=== Text segment ===
It's a shock to some that Barack supports counter-insurgency. Why? Samantha Power spoonfed it to him. She blurbed the military's counter-insurgency manual. Her name and endorsement was used to sell it. She truly is A Problem From Hell.
And hell is what the US's counter-insurgency has created in Iraq. Trend News Agency reports a Balad suicide cafe bomber claimed the lives of 24 people with eighteen more injured, a Muqdadiyah football field bombing claimed 5 lives and left fourteen injured and a Baquba market bombing claimed four lives and left twenty injured. NINA reports that 1 police officer was shot dead in Falluja, 1 civilian was shot dead in Falluja, an armed attack on a Shirqat police station left 1 police officer and 2 rebels dead, a Falluja suicide bomber claimed the life of 1 Iraqi soldier and left four more injured, a Mansouriyah roadside bombing claimed the lives of a husband and wife, 3 Iraqi soldiers were shot dead in Qayara and 2 Baquba bombings left four people injured.
Through yesterday, Iraq Body Count counts 303 violent deaths in Iraq which is roughly an average of 28 deaths a day. Saturday, Iraq was slammed with bombings. Lin Jenkins (Observer) notes that car bombings went off across Baghdad "The attacks took place during celebrations at the end of the fasting month of Ramadan." Sameer N. Yacoub (AP) quotes eye witness Saif Mousa, "My shop's windows were smashed and smoke filled the whole area. I went outside of the shop and I could hardly see because of the smoke. ... At the end, we had a terrible day that was supposed to be nice because of Eid."
=== Recorded data ===
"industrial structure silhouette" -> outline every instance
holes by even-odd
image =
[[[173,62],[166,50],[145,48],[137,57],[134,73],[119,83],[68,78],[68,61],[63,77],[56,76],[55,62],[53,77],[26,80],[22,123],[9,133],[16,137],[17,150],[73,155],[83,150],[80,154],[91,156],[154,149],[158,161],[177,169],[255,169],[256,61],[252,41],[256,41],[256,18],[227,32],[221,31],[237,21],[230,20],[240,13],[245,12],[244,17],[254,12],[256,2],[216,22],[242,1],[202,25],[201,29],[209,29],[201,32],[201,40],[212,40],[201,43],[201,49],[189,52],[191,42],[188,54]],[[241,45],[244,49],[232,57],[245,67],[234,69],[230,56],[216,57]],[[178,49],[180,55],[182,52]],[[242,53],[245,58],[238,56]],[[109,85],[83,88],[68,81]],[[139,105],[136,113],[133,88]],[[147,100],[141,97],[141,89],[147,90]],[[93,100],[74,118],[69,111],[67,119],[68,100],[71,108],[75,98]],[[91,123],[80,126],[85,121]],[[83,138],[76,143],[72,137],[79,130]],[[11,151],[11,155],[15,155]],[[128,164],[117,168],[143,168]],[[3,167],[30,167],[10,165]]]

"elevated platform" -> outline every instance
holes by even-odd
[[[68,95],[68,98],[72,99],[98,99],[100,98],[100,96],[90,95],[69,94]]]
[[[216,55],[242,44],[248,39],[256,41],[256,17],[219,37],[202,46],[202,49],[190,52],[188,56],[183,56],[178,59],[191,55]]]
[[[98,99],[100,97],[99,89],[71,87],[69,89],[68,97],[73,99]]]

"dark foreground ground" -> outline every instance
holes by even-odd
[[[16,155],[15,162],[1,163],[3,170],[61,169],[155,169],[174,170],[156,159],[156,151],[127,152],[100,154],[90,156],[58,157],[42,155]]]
===
What you need to do –
• A. Echo back the passage about violence in Iraq word for word, everything from "It's a shock" down to "Problem From Hell.".
• B. Write what comes next in the piece on counter-insurgency and bombings in Iraq, picking up after its final sentence.

Responses per task –
• A.
It's a shock to some that Barack supports counter-insurgency. Why? Samantha Power spoonfed it to him. She blurbed the military's counter-insurgency manual. Her name and endorsement was used to sell it. She truly is A Problem From Hell.

• B.
Catharina Moh has a video report for BBC News in which she observes, "Saturday saw a wave of bombings apparently coordinated to hit market areas, cafes and restaurants at their busiest." RT counted 80 dead and two hundred injured from the "series of bombings" across the country today. Tim Arango (New York Times) points out, "The bombings were the latest in a surge of attacks in Iraq this summer -- before, during and after Ramadan -- that have brought monthly death tolls to levels not seen in nearly five years, according to United Nations figures." Pravda provides this context, "Around 700 people have been murdered in Iraq during Ramadan this year."
303 people killed by violence and we're not even at the half-of-the-month mark.
The International Committee of the Red Cross and Red Crescent issued a report today:
Currently, the ICRC is supporting information sessions for senior officers of the Iraqi armed forces and the Kurdistan Peshmerga and Asayish forces. We are also in regular contact with universities, supporting efforts to include the study of international humanitarian law in their curricula, and have just organized an international humanitarian law competition for law students in Iraqi Kurdistan.
We asked practitioners from different parts of Iraq how they saw international humanitarian law and its application in contemporary armed conflict.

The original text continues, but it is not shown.